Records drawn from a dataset
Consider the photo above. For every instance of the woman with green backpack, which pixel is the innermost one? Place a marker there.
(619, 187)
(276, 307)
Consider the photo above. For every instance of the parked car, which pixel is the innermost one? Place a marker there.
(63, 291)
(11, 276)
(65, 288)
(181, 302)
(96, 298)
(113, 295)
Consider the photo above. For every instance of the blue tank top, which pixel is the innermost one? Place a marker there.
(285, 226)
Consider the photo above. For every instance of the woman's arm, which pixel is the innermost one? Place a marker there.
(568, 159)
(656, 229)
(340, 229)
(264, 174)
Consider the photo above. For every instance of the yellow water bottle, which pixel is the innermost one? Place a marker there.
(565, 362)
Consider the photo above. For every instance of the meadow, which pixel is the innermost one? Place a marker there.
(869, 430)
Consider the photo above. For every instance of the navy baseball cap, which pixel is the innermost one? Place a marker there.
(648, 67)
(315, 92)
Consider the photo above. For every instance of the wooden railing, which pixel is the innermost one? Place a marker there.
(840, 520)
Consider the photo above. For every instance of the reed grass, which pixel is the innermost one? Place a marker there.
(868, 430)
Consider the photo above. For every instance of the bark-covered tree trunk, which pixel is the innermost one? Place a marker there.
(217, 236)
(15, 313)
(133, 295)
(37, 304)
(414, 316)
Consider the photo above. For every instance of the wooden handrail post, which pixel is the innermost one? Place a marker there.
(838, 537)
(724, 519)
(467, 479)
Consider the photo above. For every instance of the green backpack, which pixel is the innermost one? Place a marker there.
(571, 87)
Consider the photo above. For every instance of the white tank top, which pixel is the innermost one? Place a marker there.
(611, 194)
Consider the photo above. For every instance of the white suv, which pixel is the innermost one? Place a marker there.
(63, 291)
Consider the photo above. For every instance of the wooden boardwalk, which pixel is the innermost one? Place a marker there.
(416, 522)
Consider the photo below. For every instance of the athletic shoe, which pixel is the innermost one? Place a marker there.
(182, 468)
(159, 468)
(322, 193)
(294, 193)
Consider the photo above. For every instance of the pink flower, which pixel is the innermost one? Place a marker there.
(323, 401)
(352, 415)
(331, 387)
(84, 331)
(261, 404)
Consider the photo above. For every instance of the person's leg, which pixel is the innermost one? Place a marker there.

▶ **Your task**
Exactly the lines from the one with "Consider the photo above. For every instance of the pink" through the end of the entries, both included, should be written out, and no others.

▶ **Response area**
Consider the photo above. For every instance of the pink flower, which pixel is the innermost one? Place a marker there.
(323, 401)
(352, 415)
(331, 387)
(84, 331)
(261, 404)
Consider the photo above. For every instance of the person's leg, which pixel is the innermost one? Place a marker there.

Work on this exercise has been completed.